Print the data that follows word for word, leaving out any picture.

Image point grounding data

::::

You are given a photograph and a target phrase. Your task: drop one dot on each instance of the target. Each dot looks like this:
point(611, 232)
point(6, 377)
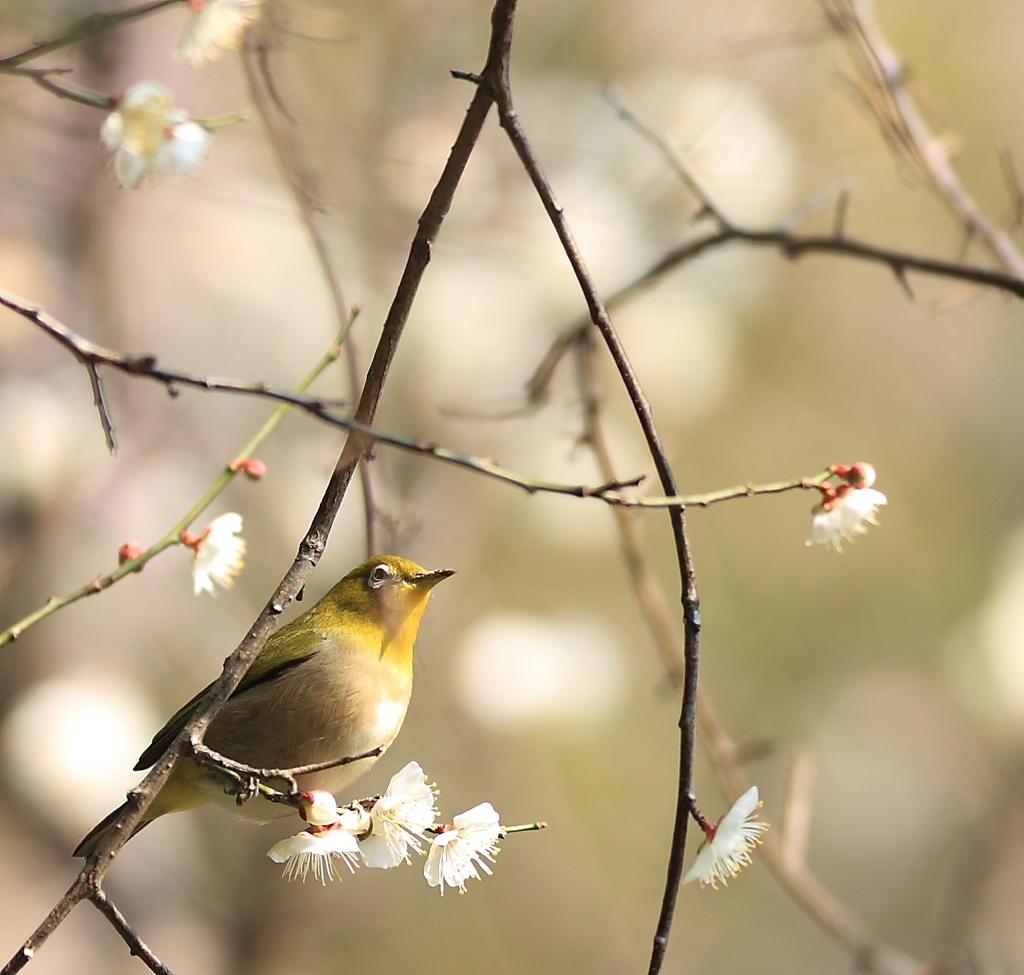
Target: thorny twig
point(280, 127)
point(172, 537)
point(725, 231)
point(496, 79)
point(819, 902)
point(89, 880)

::::

ANSWER TO THIS PROBLEM
You are given a photograph and a target phrase. Your task: drop one dot on each instance of the target. Each dot looks like this:
point(611, 232)
point(6, 377)
Target: thorny twig
point(280, 127)
point(172, 537)
point(725, 231)
point(496, 79)
point(819, 902)
point(89, 880)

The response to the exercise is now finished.